* _Objective_
Please duplicate the part of the article on India's border strategy starting with "Cut it, and" and going on through "Delhi’s immediate reach.".

* _Page extract_
◆ ◆ ◆
No DMZ, no deterrence: India’s border strategy and Bangladesh’s strategic sleepwalk

Arifuzzaman Tuhin

Arifuzzaman Tuhin

Publish: 08 Nov 2025, 06:44 PM

No DMZ, no deterrence: India’s border strategy and Bangladesh’s strategic sleepwalk

When you hear the phrase “border flashpoint,” it’s easy to imagine some distant skirmish on a map. But the worry here in Bangladesh is acute and proximate.

A 22-kilometer sliver of land in India–the Siliguri Corridor, nicknamed the “Chicken’s Neck”--is the slender umbilical that links India’s vast eastern expanse to the rest of the country.

Cut it, and the eastern states, including the Siliguri district of West Bengal and the seven sister states beyond, would be all but severed from New Delhi’s immediate reach.

India shares a 4,096-kilometer border with Bangladesh; within that sweeping boundary lie focus points that demand sober scrutiny. The Siliguri Corridor sits between Nepal and China on one side and Bangladesh on the other–a perilous meeting of unfriendly neighbors at a time when relations with Beijing, Kathmandu and Dhaka are strained.

The corridor is the principal artery for military logistics and political cohesion for a region otherwise far removed from India’s heartland.

Bangladesh, for its part, possesses its own “Chicken’s Neck”-- a narrow coastal strip bounded by India and the Sandwip Channel of the Bay of Bengal.

That corridor links Tripura and the Feni region to Chattogram (Chittagong), Bangladesh’s principal export port. Severing it would do more than inconvenience: it would imperil Chattogram’s function as the country’s maritime lifeline and complicate governance in the disputed hill tracts of Chattogram and Cox’s Bazar.

In an age when social media metastasizes grievance into mobilization, hardline voices on both sides have found a receptive audience online; alarmist talk of annexation and partition circulates in echo chambers and stokes real-world anxiety.

It is tempting… and irresponsible… to treat such chatter as mere nationalist posturing.

That temptation has, apparently, been squandered at higher levels. Reports of ambitious scheming to “seize the Chicken’s Neck” and physically detach India’s eastern provinces have been voiced from corridors close to power.

Whether the talk was bravado or a thought exercise, it has had a predictable effect: New Delhi has moved decisively to defend its narrow flank.

The Indian response has not been subtle. Military infrastructure has been bolstered with surgical specificity. In Chopra (North Dinajpur, West Bengal), a sizeable installation was established at coordinates 26.36634° N, 88.31330° E–a mere six to seven kilometers from Panchagarh near the Bangladeshi border.

Another base has been set up in Kishanganj, Bihar (26.07944° N, 87.93722° E), within striking distance of Baliadanga in Thakurgaon (19 kilometers) and the Tetulia-Bahadurabad area in Panchagarh (5.5 kilometers).

Downriver in Dhubri, Assam, a new garrison sits some 18 kilometers from Dhannyiram in Kurigram, Bangladesh. These  are a carefully composed defensive ring around a vulnerability everyone now concedes is existential.
◆ ◆ ◆
* _Material_
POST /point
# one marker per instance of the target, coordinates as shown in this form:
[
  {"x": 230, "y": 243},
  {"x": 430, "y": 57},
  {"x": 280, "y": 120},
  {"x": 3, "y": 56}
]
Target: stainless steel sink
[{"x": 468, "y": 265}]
◆ ◆ ◆
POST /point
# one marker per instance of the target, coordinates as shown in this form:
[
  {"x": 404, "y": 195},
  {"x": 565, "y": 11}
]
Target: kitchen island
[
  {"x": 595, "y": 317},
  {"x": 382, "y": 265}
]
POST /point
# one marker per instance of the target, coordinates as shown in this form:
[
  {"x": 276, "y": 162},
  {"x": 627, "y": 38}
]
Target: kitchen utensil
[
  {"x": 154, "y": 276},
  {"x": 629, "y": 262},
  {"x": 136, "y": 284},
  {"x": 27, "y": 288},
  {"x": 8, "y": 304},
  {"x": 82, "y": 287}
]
◆ ◆ ◆
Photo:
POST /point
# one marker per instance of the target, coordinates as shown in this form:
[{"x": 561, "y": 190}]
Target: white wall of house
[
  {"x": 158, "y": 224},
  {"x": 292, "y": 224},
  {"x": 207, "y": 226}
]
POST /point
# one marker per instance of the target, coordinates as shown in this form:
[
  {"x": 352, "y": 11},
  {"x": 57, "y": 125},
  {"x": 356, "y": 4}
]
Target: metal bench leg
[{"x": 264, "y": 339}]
◆ ◆ ◆
* _Correct response_
Cut it, and the eastern states, including the Siliguri district of West Bengal and the seven sister states beyond, would be all but severed from New Delhi’s immediate reach.